EXCERPT:
- - - - - - -
And a lot of the conversation we've had so far and a lot of the original focus of the book was on

relational databases,

and I'm curious

how the overall practices and principles

that we've been talking about are affected by the use of non relational storage systems, whether that's a document store or a graph database or anything along those lines?

I think

a lot of principles still apply,

but the techniques and technologies have changed a lot. The NoSQL field

is so vast, like, because,

even in, like, a document database

of the way a Mongo behaves versus a way a orient DB behaves or a couch base behaves are different. Right? So the tools and techniques

need to change according to the technology, and there's no standard

interface as such for,

people to build tools on. So you see a bunch of tools that are built specifically for Mongo

or a bunch of tools that are specifically built for Cassandra.

Similarly, a bunch of tools specifically built for Neo 4j and things like that. So

it's it's much more scattered as compared to the relational land.

But the principles still apply. Like, for example, if you take a graph database like Neo 4J,

if you change

the relationship

type, right,

all the previous relationship types are now

dangling relations and you cannot traverse on them because you have changed your relationship

type in code,

but you have not migrated the data over. Right? So their state is still in the database.

Just the way you were affected by it has changed.

Like, a very good example of this is,

let's say I have

a column called name,

for

a product table. Right? So product dot name is a column. Name is a column name. Product is a table name. And if I change

name to something else, right, let's let's just say I call it description or I call it,

category name or some something different. Right? In a relational database, that immediately affected everyone.
- - - - - - -
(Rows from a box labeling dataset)
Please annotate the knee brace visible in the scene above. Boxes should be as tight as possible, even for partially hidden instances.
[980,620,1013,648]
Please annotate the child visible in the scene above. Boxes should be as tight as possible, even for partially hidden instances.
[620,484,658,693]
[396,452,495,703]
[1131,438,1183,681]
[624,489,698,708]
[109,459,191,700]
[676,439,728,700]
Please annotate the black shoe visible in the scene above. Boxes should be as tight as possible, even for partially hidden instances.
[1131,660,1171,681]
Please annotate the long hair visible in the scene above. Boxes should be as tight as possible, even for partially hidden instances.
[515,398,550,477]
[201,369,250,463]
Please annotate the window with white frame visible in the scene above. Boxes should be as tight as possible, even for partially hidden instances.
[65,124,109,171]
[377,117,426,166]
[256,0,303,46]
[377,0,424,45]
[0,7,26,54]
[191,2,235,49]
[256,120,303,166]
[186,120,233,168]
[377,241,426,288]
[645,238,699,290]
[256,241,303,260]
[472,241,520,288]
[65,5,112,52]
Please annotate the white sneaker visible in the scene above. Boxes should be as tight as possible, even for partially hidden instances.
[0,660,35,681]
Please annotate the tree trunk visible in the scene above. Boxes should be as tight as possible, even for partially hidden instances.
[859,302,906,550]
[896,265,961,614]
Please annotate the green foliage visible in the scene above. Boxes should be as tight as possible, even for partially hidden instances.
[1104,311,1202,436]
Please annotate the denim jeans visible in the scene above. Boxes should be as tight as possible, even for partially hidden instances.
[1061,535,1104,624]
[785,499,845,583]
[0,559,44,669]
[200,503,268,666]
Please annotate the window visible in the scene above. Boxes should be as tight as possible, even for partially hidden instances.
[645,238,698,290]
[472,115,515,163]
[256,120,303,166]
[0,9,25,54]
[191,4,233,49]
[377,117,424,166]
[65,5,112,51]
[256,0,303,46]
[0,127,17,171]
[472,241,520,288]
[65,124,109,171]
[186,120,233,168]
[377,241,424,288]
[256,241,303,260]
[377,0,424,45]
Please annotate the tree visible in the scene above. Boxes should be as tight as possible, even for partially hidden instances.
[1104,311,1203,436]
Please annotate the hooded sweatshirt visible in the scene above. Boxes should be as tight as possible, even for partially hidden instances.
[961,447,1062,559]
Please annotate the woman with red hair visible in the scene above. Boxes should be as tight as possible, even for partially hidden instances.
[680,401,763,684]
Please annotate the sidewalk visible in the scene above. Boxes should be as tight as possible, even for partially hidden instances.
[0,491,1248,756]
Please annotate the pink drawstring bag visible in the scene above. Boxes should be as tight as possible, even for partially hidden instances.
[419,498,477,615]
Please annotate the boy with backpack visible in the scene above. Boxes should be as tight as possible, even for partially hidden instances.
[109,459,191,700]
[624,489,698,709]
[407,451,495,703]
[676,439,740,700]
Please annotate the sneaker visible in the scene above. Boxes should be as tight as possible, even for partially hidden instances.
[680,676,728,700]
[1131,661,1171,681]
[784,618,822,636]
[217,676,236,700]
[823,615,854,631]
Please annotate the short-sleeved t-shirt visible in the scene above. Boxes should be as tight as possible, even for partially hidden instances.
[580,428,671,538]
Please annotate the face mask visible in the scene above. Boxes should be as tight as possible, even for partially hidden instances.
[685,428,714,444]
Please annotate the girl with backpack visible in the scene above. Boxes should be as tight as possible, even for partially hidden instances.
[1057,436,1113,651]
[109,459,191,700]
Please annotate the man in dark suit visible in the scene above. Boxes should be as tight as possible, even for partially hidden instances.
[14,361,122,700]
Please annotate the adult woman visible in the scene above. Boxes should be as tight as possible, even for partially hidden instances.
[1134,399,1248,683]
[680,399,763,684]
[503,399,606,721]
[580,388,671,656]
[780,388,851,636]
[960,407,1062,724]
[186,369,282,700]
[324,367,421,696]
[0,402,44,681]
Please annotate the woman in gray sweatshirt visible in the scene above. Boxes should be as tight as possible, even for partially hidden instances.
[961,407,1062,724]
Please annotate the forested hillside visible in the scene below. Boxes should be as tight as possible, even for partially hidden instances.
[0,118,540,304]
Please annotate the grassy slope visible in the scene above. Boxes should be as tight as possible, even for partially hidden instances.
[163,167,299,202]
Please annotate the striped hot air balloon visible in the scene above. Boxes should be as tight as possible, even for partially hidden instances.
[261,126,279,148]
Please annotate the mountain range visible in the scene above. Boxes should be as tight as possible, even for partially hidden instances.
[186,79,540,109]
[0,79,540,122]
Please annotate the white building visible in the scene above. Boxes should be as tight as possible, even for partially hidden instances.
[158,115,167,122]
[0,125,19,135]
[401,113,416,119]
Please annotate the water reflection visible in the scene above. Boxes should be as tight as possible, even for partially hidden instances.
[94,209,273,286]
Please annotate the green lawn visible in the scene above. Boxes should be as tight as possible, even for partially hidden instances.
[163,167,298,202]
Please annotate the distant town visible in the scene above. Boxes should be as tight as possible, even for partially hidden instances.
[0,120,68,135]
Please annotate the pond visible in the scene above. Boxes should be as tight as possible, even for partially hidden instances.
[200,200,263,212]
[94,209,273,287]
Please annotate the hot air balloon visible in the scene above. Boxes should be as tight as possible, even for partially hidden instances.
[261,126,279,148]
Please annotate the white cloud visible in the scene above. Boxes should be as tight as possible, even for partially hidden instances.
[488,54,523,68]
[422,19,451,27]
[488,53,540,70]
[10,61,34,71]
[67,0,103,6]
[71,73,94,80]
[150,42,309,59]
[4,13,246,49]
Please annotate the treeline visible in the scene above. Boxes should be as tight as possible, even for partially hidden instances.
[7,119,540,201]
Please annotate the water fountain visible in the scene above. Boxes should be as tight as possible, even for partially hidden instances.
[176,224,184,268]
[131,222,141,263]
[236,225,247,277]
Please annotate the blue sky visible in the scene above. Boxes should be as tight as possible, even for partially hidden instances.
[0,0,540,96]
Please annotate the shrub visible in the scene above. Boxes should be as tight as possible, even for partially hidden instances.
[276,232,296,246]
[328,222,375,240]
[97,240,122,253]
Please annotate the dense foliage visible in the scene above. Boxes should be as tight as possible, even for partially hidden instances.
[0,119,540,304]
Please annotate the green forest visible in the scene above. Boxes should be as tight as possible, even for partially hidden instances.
- - - - - - -
TASK BRIEF: Pick up the transcript on relational and NoSQL databases after its last sentence and keep it going in the same conversational voice.

TASK ANSWER:
Right? The moment you push that change into the database, it affected everyone. In and so the bad part of that was that change is immediate, affects everyone. The good part of that is I know something's broken. Right? So so if you relate it back to, like, compile time problem,

if something doesn't compile, I know immediately. Right? But in a non compiled system, you can still check it in and not if you don't have tests or stuff like that, you're not hitting that part of the code. And when you actually hit that part of the code, the runtime interpreter will complain. So

same kind of parallels can be drawn into, like, relational and non relational databases.

For example, in non relational document databases, for example, in the code, I change the attribute name of a document that I'm persisting

in

MongoDB.

Right? So from now on, instead of product dot name, I have product dot description.

Fine. I'm writing everything. Everything's good. But when I search for documents where the description matches,

let's say, a laptop, I'm only gonna get the new documents I persisted.

All the old documents

had the name attribute,

and you're looking for

a description attribute. It'll not find those old documents.

And you will run into this logical mismatch of I was looking for certain documents and I'm not finding them

because the state

that was there in the database

has still remained the old 1 and not migrated to the new 1. The advantage in a NoSQL database is I can lazily migrate this data over a period of time. In relational databases,

when I change a column name or when I change something about the database structure, it's immediate for everyone.

But in NoSQL databases, I can change. And over a period of time, I can migrate that data like product dot name to product dot description over a period of time. It doesn't have to be instantaneous. Right? The flip side of that or the the thing that developers need to remember is

the name is now in 2 places. It's in product dot name as well as product dot description. Right? So I have to fetch from both sides and give a unified view

to the user.

And when I'm writing, I need to make sure I write it in the new way. So if I pull pull out a old document that add product dot name, when I write back, I need to make sure I write product dot description. Right? So this lazily, over a period of time, you can migrate

the data over, but you need to be cognizant of the fact that my data is in 2 separate attributes.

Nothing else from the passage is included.